Dataset records:
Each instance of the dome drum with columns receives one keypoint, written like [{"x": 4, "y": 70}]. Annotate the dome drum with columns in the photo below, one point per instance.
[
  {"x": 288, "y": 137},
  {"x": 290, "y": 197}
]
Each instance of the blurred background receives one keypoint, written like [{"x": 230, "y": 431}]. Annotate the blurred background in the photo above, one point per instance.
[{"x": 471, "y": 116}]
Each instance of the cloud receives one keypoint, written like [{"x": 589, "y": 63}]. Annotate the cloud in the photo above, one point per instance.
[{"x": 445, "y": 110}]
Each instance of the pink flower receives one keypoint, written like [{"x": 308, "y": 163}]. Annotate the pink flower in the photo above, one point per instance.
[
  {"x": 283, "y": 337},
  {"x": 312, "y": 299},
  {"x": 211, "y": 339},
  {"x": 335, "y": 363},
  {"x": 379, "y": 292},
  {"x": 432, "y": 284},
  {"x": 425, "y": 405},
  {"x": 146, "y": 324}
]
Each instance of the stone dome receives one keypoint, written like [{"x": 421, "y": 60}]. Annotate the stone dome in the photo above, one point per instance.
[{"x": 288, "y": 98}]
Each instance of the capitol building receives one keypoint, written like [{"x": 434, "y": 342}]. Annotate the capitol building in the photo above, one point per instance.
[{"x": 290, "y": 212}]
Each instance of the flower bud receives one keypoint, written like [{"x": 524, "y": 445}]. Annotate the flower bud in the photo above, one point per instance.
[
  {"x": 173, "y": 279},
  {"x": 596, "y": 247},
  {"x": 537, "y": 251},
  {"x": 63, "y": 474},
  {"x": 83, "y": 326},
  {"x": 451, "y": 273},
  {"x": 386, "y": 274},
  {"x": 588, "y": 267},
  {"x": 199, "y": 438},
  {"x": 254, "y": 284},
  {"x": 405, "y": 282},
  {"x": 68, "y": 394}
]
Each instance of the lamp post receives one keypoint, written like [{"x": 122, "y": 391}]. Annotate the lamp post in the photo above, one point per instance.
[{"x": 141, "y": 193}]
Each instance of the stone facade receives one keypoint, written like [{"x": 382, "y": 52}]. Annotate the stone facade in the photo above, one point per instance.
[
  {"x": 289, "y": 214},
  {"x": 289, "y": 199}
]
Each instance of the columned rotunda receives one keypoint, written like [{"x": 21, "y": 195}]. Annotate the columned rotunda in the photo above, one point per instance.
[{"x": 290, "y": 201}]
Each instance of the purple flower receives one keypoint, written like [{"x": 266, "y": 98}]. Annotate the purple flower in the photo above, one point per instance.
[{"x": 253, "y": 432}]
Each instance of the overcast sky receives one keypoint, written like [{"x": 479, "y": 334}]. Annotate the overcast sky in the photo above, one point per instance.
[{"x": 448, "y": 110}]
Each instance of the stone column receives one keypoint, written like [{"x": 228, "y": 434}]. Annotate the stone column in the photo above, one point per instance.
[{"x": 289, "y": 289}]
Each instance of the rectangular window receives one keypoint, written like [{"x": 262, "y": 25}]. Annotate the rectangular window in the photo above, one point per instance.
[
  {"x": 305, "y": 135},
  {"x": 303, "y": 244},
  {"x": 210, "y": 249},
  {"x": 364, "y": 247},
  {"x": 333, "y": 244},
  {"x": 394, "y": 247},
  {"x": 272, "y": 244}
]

_WHAT TO DO_. Your task is to write out the lines from the one with "Each instance of the rectangular" through the end of the records, exactly and with nothing added.

_THE COMPLETED TASK_.
Each instance of the rectangular window receives one keypoint, written like [{"x": 262, "y": 25}]. Annotate the rectangular window in the photo above, one point per instance.
[
  {"x": 305, "y": 135},
  {"x": 303, "y": 244},
  {"x": 210, "y": 249},
  {"x": 364, "y": 247},
  {"x": 333, "y": 244},
  {"x": 394, "y": 247},
  {"x": 272, "y": 244}
]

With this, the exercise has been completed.